(GOAL OF THE EXERCISE) Write out every entry exactly as it appears, omitting the pictures.

*** Opening RECORDS PROVIDED ***

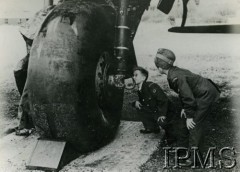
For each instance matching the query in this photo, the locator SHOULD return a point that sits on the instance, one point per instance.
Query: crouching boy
(197, 95)
(153, 106)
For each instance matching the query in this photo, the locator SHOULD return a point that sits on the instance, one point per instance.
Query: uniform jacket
(153, 99)
(192, 88)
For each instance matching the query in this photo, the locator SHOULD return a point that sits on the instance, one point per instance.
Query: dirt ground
(215, 56)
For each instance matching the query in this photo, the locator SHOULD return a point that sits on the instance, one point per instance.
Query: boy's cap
(142, 70)
(166, 55)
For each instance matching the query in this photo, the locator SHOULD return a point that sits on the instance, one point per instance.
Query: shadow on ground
(207, 29)
(223, 131)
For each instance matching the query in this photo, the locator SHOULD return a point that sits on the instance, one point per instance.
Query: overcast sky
(20, 8)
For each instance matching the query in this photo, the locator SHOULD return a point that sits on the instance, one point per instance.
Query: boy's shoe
(147, 131)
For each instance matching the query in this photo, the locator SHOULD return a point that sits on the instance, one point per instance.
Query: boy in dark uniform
(153, 105)
(197, 94)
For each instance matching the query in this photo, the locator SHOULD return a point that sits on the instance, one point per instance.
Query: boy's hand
(190, 123)
(138, 105)
(162, 118)
(183, 114)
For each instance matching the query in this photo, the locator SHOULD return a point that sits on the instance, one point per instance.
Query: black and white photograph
(119, 85)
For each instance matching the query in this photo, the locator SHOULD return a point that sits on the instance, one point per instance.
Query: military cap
(165, 55)
(142, 70)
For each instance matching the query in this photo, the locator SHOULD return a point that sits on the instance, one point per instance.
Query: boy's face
(160, 70)
(138, 77)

*** Closing RECORDS PROVIDED ***

(RESULT)
For each instance matching the query in this photo, the locator SHOULD return a point that sits on the instance, one point per instance.
Query: crouching boy
(197, 95)
(153, 106)
For each instance matching the query in this photo, the locator SHOULD return a point that sits on the instance, one point per instance.
Query: uniform jacket
(153, 99)
(192, 88)
For each instance matching the query in this photo, the locator SHOULD return a point that sits on the instance, one point per instance.
Query: dirt ground
(215, 56)
For each instance matching the query in this photo, the locator SHOULD return a point that sits on the instance, one point per instance.
Query: boy's cap
(142, 70)
(166, 55)
For each instance matching the query in this photo, the locator SHOULD return a point that sits on the instance, one point per instance.
Query: shadow on ground
(207, 29)
(223, 131)
For each instance matching the query in this photo, the locator SHOULD return a point that sits on the instance, one point per instance.
Query: overcast sky
(20, 8)
For each instance matching the query in this photo, the locator SHOULD return a point that sits on the instance, one point per instance.
Query: boy's shoe
(147, 131)
For each instance matching the query in this photo, the locator SHOULD return a point that sits on the instance, one point per instance.
Query: boy in dark uniform
(153, 105)
(197, 94)
For each instance matching the query in this photo, the locator SHOULD return a point that sits on the instance, one point per instance.
Query: boy's hand
(190, 123)
(138, 105)
(162, 118)
(183, 114)
For each instance matching the query in this photo, the locator SHOULD return a point that sits on the instance, one point per instance.
Query: black and white photograph
(119, 85)
For each instance matching the query in this photo, the locator SHOULD return a point that sits on the instance, one point per instance.
Query: military cap
(165, 55)
(142, 70)
For each instance matching the query in this photo, the locator SHOULD return a point that sits on the instance, one point per instance.
Query: boy's face
(160, 70)
(138, 77)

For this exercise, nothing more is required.